Excerpted passage:
┌──

Traders are now awaiting a Bank of Japan policy decision at the end of the week, with speculation that it is considering moving away from its ultra-loose monetary policy
Traders are now awaiting a Bank of Japan policy decision at the end of the week, with speculation that it is considering moving away from its ultra-loose monetary policy AFP News

Global stocks tumbled Thursday after the US Federal Reserve left interest rates unchanged but indicated that more hikes might be needed to tame inflation -- a signal echoed by other central banks.

Wall Street finished decisively lower, with all three major indices losing more than one percent as worries about a possible US government shutdown added to angst over lofty interest rates.

Far-right members of the House of Representatives have so far blocked key spending bills in Congress, adding to the chance of a government shutdown after midnight on September 30.

Earlier, indices in Europe and Asia also closed firmly in the red.

In a move dubbed a "hawkish hold" by analysts, the Fed held rates at a 22-year high on Wednesday but signaled another hike in 2023 is likely, to tackle US inflation.

Its "dot plot" guide to future rates showed that there could be just two cuts next year, instead of the four previously anticipated.

"The Fed's hawkish hold has caused a bit of a wobble in the markets but I'm not convinced the central bank is as serious about another rate hike as it is claiming," Craig Erlam, analyst at trading platform OANDA, told AFP.

"Investors are wary of the central bank tipping the economy over the edge which is why we are seeing a sea of red today," he said.

The Bank of England also decided to freeze its key rate on Thursday, holding it at 5.25 percent following 14 hikes -- the highest level in more than 15 years.

The London stock market reversed its losses immediately after the BoE decision but sank back into the red, while the British pound was sent off a cliff to a six-month low of $1.2234 before clawing back to around $1.23.

The BoE's Monetary Policy Committee was divided, voting 5-4 to pause the monetary tightening cycle a day after data showed a surprise drop in UK inflation in August.

"Further tightening in monetary policy would be required if there were evidence of more persistent inflationary pressures," the BoE said.

Fawad Razaqzada, market analyst at City Index and Forex.com, said the BoE "decided to err on the side of caution."

└──

Work instructions: In the market report above, what was the Bank of England Monetary Policy Committee's vote on pausing its monetary tightening?

Collected material:

┌──

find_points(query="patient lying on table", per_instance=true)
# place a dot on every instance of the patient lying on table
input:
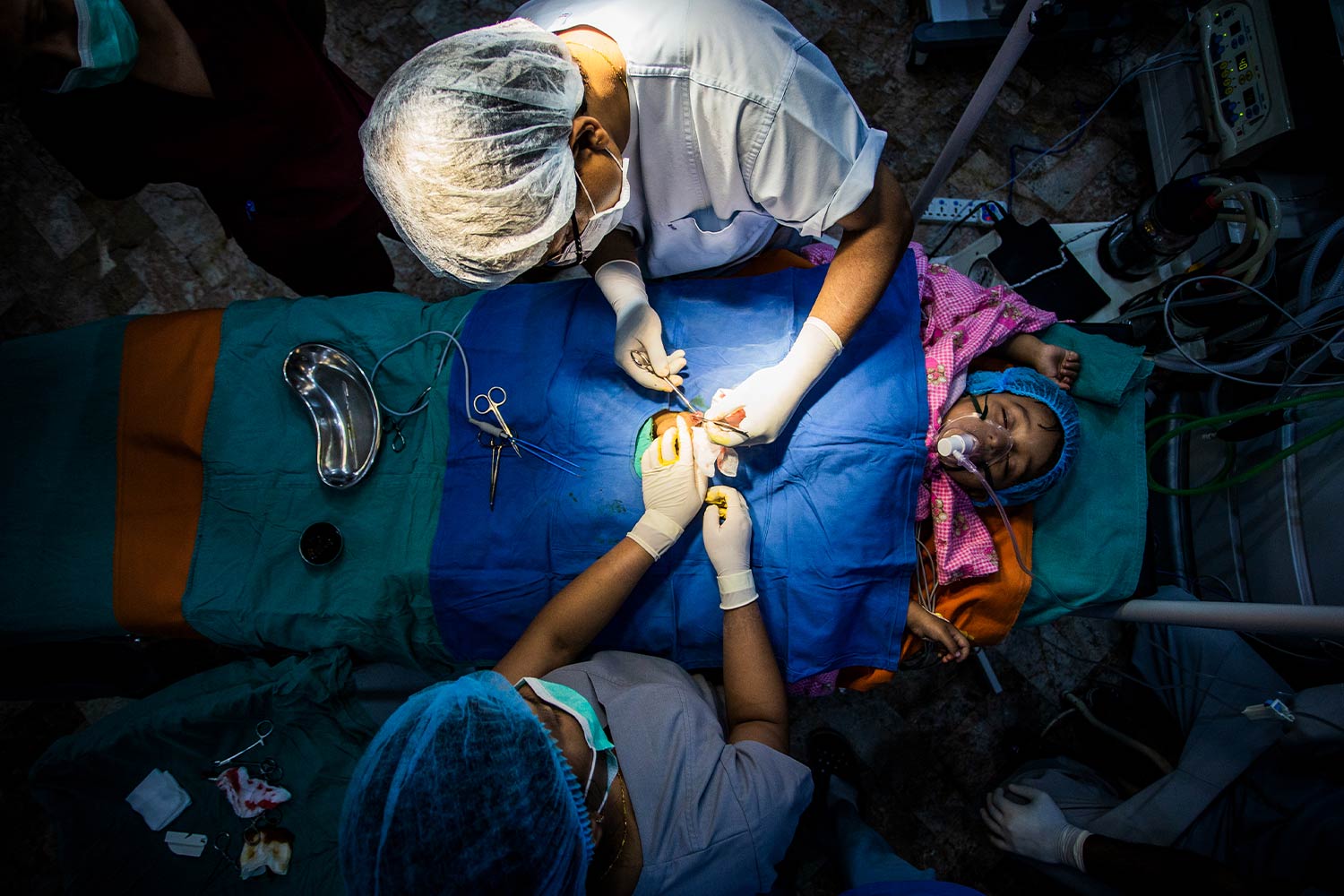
(1023, 419)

└──

Task result: The committee voted 5-4 to pause the monetary tightening cycle.